Given text:
# # #

Publishers Weekly - Publisher's Weekly
Goble's (The Girl Who Loved Wild Horses) vivid retelling of a Lakota legend dances against the backdrop of highly stylized artwork, an homage to the relationship between man and buffalo and to beauty and design in nature. The illustrations have a striking, organic symmetry: clouds ripple in layers across the sky; the sharp triangle of a tipi echoes the angle of a nearby mountain; a herd of buffalo seems to tessellate in the darkness. Each column of text stands above different, geometrically patterned designs of parfleches; templates are included in the introduction, which explains, among other matters, that parfleches are rawhide containers for buffalo meat. The story honors the buffalo's gift of itself to humankind, describing a time when a magically summoned herd, "surging like a torrent down from the hills," saves a desperate tribe from starvation. Goble concludes with mention of the present-day buffalo cavern (known as Buffalo Gap) which exists, still surrounded by myth, in South Dakota. This book has much to say and does so with eloquence. All ages. (Apr.)
Children's Literature - Marilyn Courtot
The buffalo were essential to the survival of the Plains Indians, and when they were not available the people faced great privation. During one such famine, two young men were sent to find the herd. They meet a mysterious woman who tells them the buffalo will come; they do and the people are saved. Goble's bright, stylized, illustrations show the intricate detail on the Plains Indian clothing, masks and tipis. Added attractions include instructions for making a model parfleche using geometric designs found on each spread in the book; a page describing the many uses for all of the parts of a slain buffalo; and an extensive author's note.

# # #

Material provided:

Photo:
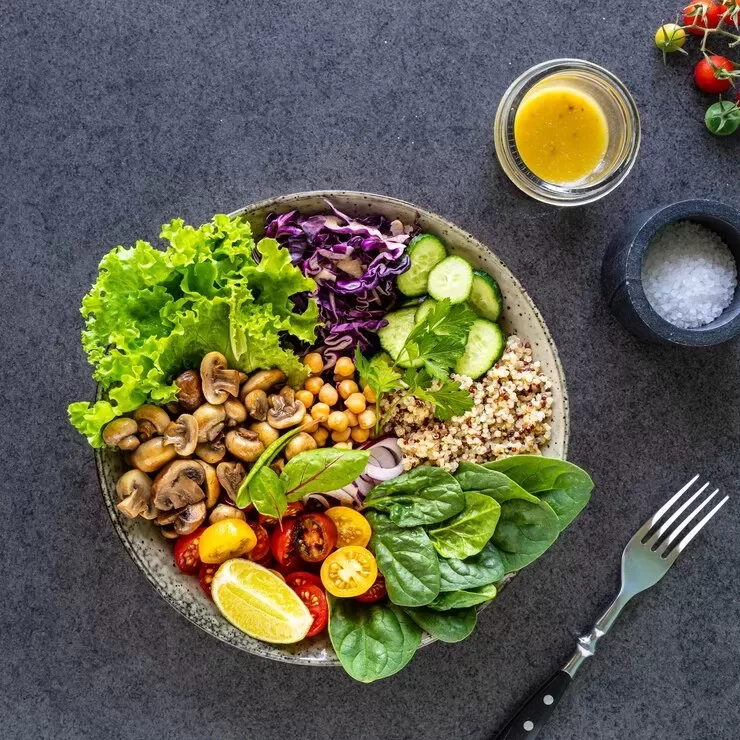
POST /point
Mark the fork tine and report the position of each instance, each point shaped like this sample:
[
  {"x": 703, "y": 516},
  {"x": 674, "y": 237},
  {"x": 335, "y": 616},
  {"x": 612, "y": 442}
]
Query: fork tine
[
  {"x": 685, "y": 523},
  {"x": 690, "y": 536}
]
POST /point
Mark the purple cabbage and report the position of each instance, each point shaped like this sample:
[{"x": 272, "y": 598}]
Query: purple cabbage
[{"x": 354, "y": 263}]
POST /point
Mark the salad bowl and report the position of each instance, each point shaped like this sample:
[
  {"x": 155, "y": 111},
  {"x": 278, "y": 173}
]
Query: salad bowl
[{"x": 153, "y": 555}]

# # #

Which added attractions does the Children's Literature review of the buffalo book list? Answer from the book reviews alone, not from the rows.

Finished answer:
- Instructions for making a model parfleche using geometric designs found on each spread in the book
- A page describing the many uses for all of the parts of a slain buffalo
- An extensive author's note